▶ [Work to complete] Read the data below. Every line holding the string "light" must be copied.

▶ [Provided records]
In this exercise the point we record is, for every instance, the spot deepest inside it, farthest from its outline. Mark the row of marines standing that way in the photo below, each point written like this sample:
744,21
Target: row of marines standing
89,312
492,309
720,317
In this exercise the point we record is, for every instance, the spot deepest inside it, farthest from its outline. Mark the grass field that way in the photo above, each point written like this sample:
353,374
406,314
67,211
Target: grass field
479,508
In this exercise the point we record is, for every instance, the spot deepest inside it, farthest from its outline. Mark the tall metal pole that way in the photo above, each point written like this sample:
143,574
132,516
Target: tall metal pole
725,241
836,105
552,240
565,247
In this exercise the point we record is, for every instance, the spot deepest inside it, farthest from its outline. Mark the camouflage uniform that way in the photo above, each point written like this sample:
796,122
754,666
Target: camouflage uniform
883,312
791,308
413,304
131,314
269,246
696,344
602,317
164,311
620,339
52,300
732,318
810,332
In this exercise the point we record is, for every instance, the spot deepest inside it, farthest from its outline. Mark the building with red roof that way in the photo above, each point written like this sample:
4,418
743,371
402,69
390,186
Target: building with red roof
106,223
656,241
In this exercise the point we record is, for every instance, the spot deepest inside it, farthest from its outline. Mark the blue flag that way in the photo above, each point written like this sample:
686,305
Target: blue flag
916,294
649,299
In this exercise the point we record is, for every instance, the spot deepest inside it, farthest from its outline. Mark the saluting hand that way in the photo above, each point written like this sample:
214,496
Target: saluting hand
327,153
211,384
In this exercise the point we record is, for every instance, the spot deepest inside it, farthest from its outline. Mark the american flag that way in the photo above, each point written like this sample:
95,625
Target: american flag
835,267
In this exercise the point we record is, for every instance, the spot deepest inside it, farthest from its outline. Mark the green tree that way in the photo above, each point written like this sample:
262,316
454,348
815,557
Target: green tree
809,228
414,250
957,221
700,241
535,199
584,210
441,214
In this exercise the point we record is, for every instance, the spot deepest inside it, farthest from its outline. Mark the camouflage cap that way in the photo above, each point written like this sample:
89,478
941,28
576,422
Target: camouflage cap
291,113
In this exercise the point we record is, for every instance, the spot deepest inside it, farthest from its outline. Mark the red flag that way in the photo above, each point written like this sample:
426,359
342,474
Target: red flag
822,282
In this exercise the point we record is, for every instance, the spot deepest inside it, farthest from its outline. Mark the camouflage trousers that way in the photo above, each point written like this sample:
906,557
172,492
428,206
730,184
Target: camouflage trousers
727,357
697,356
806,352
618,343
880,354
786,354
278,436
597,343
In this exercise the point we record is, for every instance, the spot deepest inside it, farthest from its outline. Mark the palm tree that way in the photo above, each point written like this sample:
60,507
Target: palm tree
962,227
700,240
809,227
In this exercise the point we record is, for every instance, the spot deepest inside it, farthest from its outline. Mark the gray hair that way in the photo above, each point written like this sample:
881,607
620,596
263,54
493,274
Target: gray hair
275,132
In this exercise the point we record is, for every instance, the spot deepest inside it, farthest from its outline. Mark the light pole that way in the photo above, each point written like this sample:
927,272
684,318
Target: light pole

▶ [Solution to this task]
In this exercise the point we record is, for every instance, the spot deepest inside it, farthest from its outline. Mark the light pole that way in the photo above, each point written like this sample:
Target: light pole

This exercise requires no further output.